Passage to read:
────────

Jim Lauderdale's released 32 albums - Here's what he thinks about each of them

Courtesy of The Boot
By Chuck Armstrong

"When I first started writing songs, I would be able to get a title and maybe a few lines first."

Jim Lauderdale is reflecting on the beginnings of his life as a songwriter. "Melodies would come so much easier and faster to me," he admits, "and they really still do. Lyrically, I have to challenge myself, and Buddy Miller has always been the one to give me music and push me to write and finish songs. That keeps me on my toes."

Though Lauderdale has written songs that have been recorded by everyone from the Dixie Chicks and George Strait to Elvis Costello and Blake Shelton, the North Carolina-born, Nashville-grown, New Yorker Angeleno loves talking about his own records, too. It's not that he revels in his personal glory; there is a sincere recognition of how fortunate he's been to get to work and write with so many different artists over the last few decades, and record as many discs as he has.

"It's funny, these past few years, I feel like I'm writing more than ever, and I'm really glad I haven't lost that," Lauderdale says. "I go through phases of co-writing a good bit, and then to balance that out, I don't do any co-writes at all to make sure I still have those chops to write on my own."

Between 1991 and 2018, Lauderdale released 31 albums, and in 2019, he is celebrating the release of his 32nd LP, From Another World. With a hint of pride in his voice, the prolific writer takes a few moments to chat with The Boot about every single one of those records, sharing some of his favorite memories, from writing with the Grateful Dead's Robert Hunter — "I was a big fan as a teenager, and was always enamored with Robert's work" — to finally releasing his long-lost record with Roland White.


'Planet of Love' - 1991

"This album grew out of a songwriting collaboration with John Leventhal, who co-wrote eight of the 10 songs. He and Rodney Crowell produced the album. Even though I didn’t get any country radio hits of my own out of it, eight of the 10 songs were covered by other people, like George Strait, Andy Barnett, Lucinda Williams and others."


'Pretty Close to the Truth' - 1994

"I did this record in Los Angeles with my friend Dusty Wakeman producing. What do I say about it? Dusty proposed the idea of us doing a record together and using several of the guys I was playing with live at the time. He got a deal on Atlantic Records through the interest of an A&R guy named John Carollan."


'Every Second Counts' - 1995

"I wanted to do a follow-up record quickly, and this was recorded at Pioneertown in California, a few doors down from Pappy & Harriet's, a place I still play at. Pioneertown is an old western movie set. I had been going to the desert for several years to write, and Dusty Wakeman brought up the idea of the soundstage at Pioneertown. We brought a mobile recording unit to it; a lot of those songs were written in the desert."


'Persimmons' - 1996

"This was a record I had been working on during the recording of Pretty Close to the Truth and Every Second Counts. At that time, I felt like it was my rawest record. I knew I wasn’t going to get any country radio airplay from it. I had been doing a lot of demos at Moondog Studios, which was owned by Gary Tallant. He played bass on a lot of my stuff. Tim Coates was co-producing and engineering there, and I was doing a lot of writing and recording there, too. Persimmons grew out of hundreds of songs that I was doing in that studio during those years. I had four different pedal steel guitar plays on that record, too: Al Perkins, Bucky Baxter, Tommy Spurlock and Dan Dugmore. Pedal steel is one of my favorite instruments. I wanted to use a country band, but I wanted to use those instruments to push the envelope to not be a straight country record."

────────

Extracted information:
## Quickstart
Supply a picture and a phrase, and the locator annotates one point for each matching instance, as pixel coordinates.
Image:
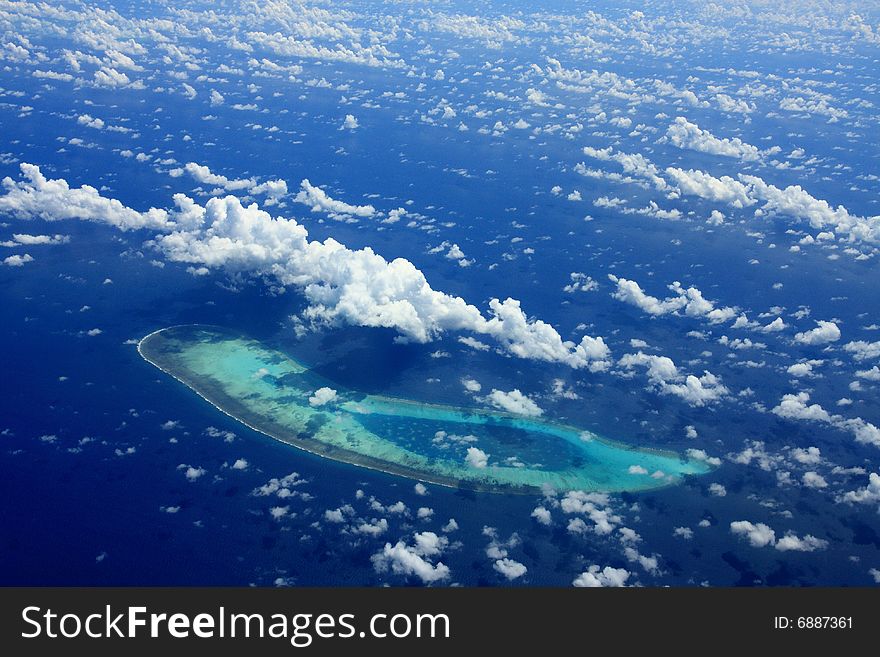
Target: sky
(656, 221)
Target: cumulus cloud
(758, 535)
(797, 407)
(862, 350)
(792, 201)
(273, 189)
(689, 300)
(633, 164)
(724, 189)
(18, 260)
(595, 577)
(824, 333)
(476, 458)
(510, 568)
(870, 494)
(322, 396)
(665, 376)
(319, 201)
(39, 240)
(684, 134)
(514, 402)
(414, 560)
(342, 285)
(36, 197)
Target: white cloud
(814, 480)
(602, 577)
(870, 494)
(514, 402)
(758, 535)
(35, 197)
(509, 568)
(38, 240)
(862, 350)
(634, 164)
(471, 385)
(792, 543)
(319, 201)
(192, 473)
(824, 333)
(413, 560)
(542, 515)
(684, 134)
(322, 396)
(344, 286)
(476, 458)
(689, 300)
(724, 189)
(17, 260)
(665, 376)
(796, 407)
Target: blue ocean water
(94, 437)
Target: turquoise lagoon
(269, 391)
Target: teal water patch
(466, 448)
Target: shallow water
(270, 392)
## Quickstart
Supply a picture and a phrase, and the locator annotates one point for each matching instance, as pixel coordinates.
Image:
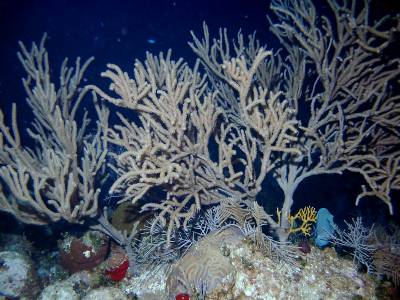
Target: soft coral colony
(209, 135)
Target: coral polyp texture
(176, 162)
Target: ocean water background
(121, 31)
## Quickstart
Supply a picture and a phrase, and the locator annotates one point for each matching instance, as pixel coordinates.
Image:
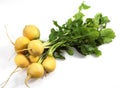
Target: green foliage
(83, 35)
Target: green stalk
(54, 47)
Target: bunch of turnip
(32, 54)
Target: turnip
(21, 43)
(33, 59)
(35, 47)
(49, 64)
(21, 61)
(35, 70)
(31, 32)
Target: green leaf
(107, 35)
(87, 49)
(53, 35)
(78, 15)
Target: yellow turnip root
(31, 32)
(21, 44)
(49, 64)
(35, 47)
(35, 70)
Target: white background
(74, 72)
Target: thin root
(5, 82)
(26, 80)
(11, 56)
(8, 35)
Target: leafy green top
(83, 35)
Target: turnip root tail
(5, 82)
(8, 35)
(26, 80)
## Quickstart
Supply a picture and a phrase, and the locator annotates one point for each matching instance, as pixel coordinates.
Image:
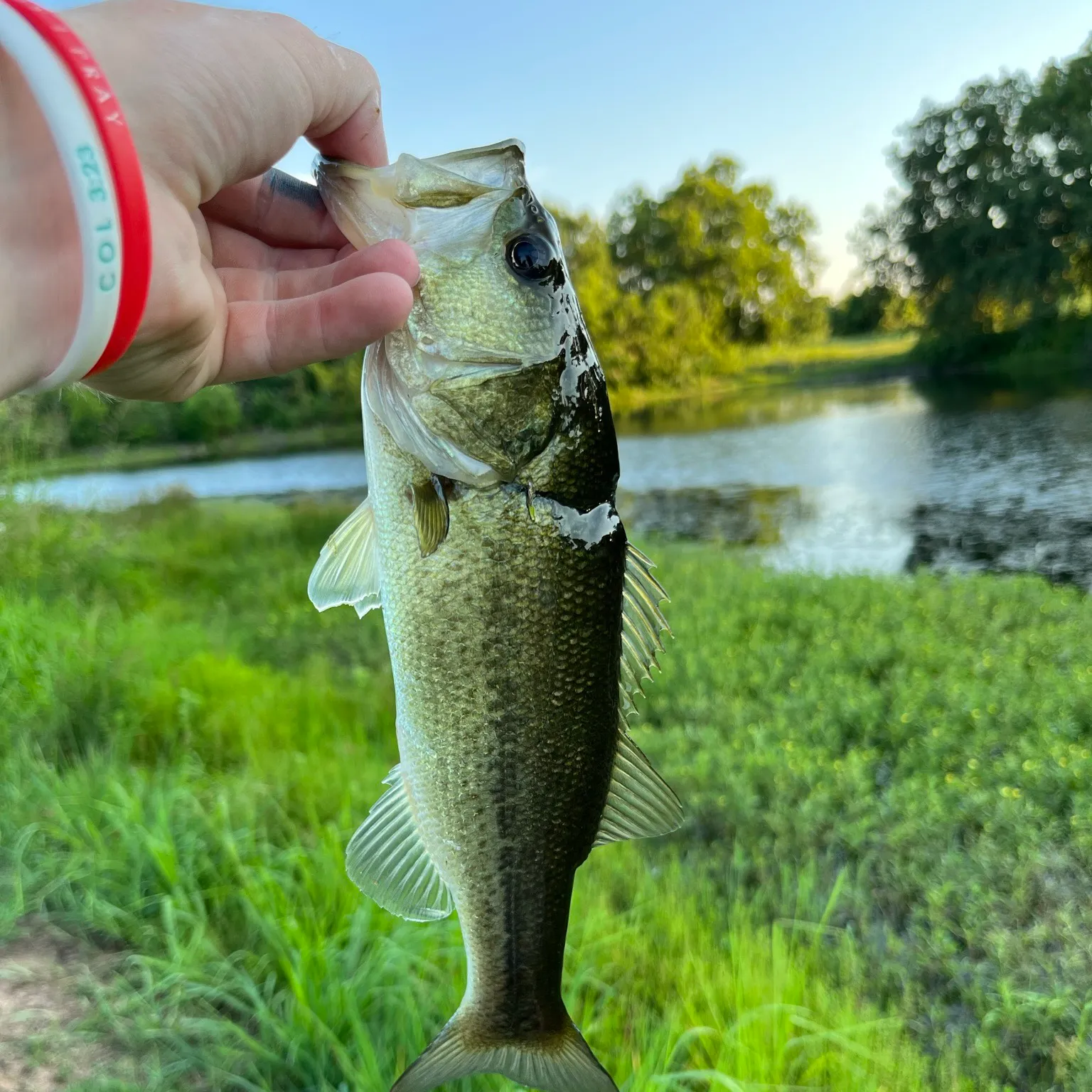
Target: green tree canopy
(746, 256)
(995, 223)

────────

The tasks:
**a.** List the pedal steel guitar players named in the article on Jim Lauderdale's albums as playing on Persimmons.
**b.** Return the part of the article on Jim Lauderdale's albums between "Between 1991 and" and "with Roland White.", inclusive.

Exercise solutions:
**a.** Al Perkins, Bucky Baxter, Tommy Spurlock, Dan Dugmore

**b.**
Between 1991 and 2018, Lauderdale released 31 albums, and in 2019, he is celebrating the release of his 32nd LP, From Another World. With a hint of pride in his voice, the prolific writer takes a few moments to chat with The Boot about every single one of those records, sharing some of his favorite memories, from writing with the Grateful Dead's Robert Hunter — "I was a big fan as a teenager, and was always enamored with Robert's work" — to finally releasing his long-lost record with Roland White.